▶ [Work to do]
a: In the essay on restaurant health costs, how many employees does the panelist who mentioned cutting staff hours have?
b: Continue the essay on restaurant health costs from where it stops.

▶ [Text passage]
========
Co-owner Jeff Trenam goes over the lineup of the evening dinner menu with his wait staff at the Blue Plate restaurant in San Francisco on Aug. 29. Dozens of San Francisco businesses charge diners an extra fee to pay for employee health care. (Eric Risberg/AP)

At a recent meeting with a group of successful restaurant professionals, there were the predictable questions — like, “How do you obtain financing for your nth venture?” — but there was a surprising inquiry from a soft-spoken young chef who asked: “If Obamacare stays in place, will you reduce your staff’s hours so that they are no longer full-time and thus you won’t have to cover them under your health plan?”

As the only business owner from Massachusetts, where a health care law that closely resembles the president’s Affordable Care Act has been in place for the last five years, I shared my experience (and tried to hide my shock). No, we did not reduce hours — nor did we even consider it. If someone strong is working for you, it seems counterintuitive to have them work less, even if it costs you a bit more.

My business has absorbed the costs associated with the new health mandate in the same way we absorb rising fuel surcharges or higher prices of flour. They cut into our profit, sure, but when I weigh the cost … [against] knowing that my 24-year-old barista can’t afford coverage because he only makes $10 an hour, I willingly take the cut to my bottom line.

My business has absorbed the costs associated with the new health mandate in the same way we absorb rising fuel surcharges or higher prices of flour. They cut into our profit, sure, but when I weigh the cost of paying staff to cover for chronically sick employees who don’t see a doctor because they don’t have one, or the pressure of knowing that my 24-year-old barista can’t afford coverage because he only makes $10 an hour, I willingly take the cut to my bottom line.

Most of the country has yet to go through this and there is great concern among restaurant owners about how they would pay (only small businesses that employ over 50 people would be affected). I was dismayed to hear one owner say, “We might have to reduce our staff’s hours to avoid paying this extra burden.” The panelist in question has 170 employees with only about a quarter of them on the company’s health insurance plan. I could see his horror as he mentally calculated his annual costs if he was required to provide insurance for all of his employees.
========
(Source records)
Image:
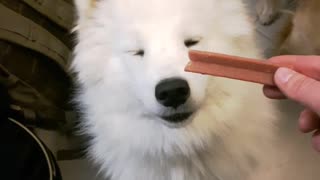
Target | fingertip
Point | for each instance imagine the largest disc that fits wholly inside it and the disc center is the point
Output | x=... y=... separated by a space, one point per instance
x=308 y=121
x=316 y=140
========
▶ [Answer set]
a: 170

b:
Naively, perhaps, I couldn’t believe that a thriving business would take those measures to reduce costs. But then a few days later I read that the Darden Restaurant Group (Olive Garden, Red Lobster, Capital Grille, among others) was test-running an almost-identical plan in select markets. They were cutting full-time staff to 30 hours per week in order to avoid paying health benefits.

The reality is that we live in the only major industrialized nation where health care is primarily provided by employers. Whether you believe that this is a good or bad system, a fair or unjust expectation for small business, the fact remains that the average person’s best bet for health insurance is through their employer.

I’ll never forget my surprise when I switched careers and started working in a restaurant after two years as a management consultant, where I took for granted benefits like health insurance and paid vacation. I was given the option of paying full premium for insurance, which I did, and which wiped out half — yes, 50 percent — of my paycheck. At such a hefty cost, they told me, I was one of the only employees to sign up for health coverage.

My staff, mostly young adults recently out of college, believes they are invincible. Most don’t want to spend any part of their hard-earned paycheck on the chance that they might someday get sick. And they most definitely don’t want to if the premiums are half of their wages.

Even if I had no obligation to do so, I would still gladly split their insurance premium with them to make it more palatable — and in recognition of the fact that there isn’t a better option. And of course, having insurance also increases their chances of staying healthy and not calling out sick.

I’ve had to pay more to insure my staff and I accept that. In addition to creating a healthier workforce, it’s important to establish fair expectations from employers. And in the final analysis, I would not consider profit made on the backs of uninsured workers well-earned.

The views and opinions expressed in this piece are solely those of the writer and do not in any way reflect the views of WBUR management or its employees.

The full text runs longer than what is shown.